▶ _QUÉ HARÁS_
a) ¿Puedes resumir la fuente en dos oraciones?
b) ¿En qué formas, según la fuente, llega la posterior devolución de los berrinches ofrecidos al Señor? Menciónalas todas.

▶ _FUENTE_

—————

Cadencias
Pachelbel pone el primer fondo a mis manos en esta ocasión: una melodía simple, otra superpuesta que se inicia perfectamente un poco después, y otra más, componiendo entre todas la belleza unida, diferente en sus partes, pero con una perfecta armonía que la hace única, hermosa. Así es mi vida: muchas fracciones distintas, muchas tareas, ilusiones, sueños, trabajos, fatigas, berrinches (que no todo es hermoso y maravilloso), soluciones para los berrinches, ofrecimiento de los berrinches al Señor para que vea dónde los pone o para qué pueden servirme, y la posterior devolución en forma de regalo divino, de nueva perspectiva e incluso de enriquecimiento personal y espiritual.

—————

▶ _LÍNEAS DE DATOS_
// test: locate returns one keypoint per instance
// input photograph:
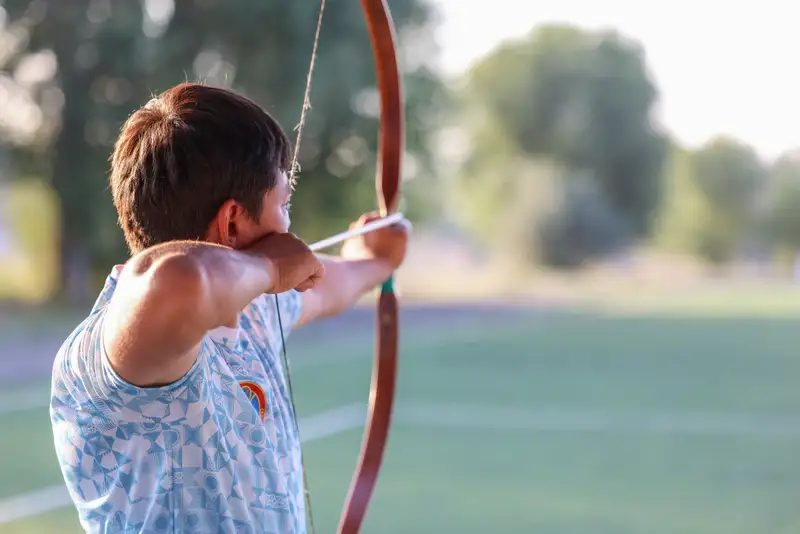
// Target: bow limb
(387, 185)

—————

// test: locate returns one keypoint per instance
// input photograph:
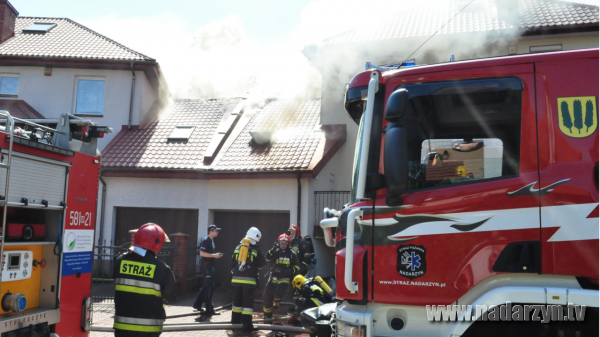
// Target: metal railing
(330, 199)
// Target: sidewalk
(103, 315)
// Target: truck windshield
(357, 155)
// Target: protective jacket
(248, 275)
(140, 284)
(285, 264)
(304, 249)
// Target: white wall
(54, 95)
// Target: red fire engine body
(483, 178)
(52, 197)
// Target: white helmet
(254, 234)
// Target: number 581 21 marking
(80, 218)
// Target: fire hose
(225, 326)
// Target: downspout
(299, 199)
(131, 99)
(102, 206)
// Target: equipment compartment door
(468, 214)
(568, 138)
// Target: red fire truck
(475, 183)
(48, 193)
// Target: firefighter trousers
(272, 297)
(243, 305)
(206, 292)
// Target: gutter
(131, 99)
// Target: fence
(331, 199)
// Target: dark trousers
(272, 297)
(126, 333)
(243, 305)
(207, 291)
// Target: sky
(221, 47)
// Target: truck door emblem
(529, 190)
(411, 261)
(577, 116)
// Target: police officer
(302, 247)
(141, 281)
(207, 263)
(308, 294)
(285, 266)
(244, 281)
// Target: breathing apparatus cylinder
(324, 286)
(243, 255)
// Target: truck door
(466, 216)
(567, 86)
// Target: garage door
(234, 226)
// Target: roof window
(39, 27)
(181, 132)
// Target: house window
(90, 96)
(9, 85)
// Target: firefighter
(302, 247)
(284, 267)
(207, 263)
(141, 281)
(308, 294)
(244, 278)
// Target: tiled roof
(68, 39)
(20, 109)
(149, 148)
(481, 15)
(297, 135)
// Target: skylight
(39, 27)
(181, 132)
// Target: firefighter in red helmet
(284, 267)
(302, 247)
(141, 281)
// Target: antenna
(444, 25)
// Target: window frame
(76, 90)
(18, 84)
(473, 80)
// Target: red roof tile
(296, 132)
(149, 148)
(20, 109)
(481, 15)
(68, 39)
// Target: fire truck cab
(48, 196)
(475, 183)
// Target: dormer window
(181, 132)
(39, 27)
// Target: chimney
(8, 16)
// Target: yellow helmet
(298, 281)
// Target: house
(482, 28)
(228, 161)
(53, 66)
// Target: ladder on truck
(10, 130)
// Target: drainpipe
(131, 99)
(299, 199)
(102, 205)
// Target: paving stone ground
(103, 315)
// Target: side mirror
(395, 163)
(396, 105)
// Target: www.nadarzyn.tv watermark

—————

▶ _RESULTADOS ESPERADOS_
a) La fuente compara la música de Pachelbel, en la que varias melodías sencillas se superponen y forman una belleza unida y armoniosa, con la vida de quien escribe. Esa vida se compone de muchas fracciones distintas, incluidos berrinches que se ofrecen al Señor y vuelven como regalo divino, nueva perspectiva y enriquecimiento personal y espiritual.

b)
- Regalo divino
- Nueva perspectiva
- Enriquecimiento personal y espiritual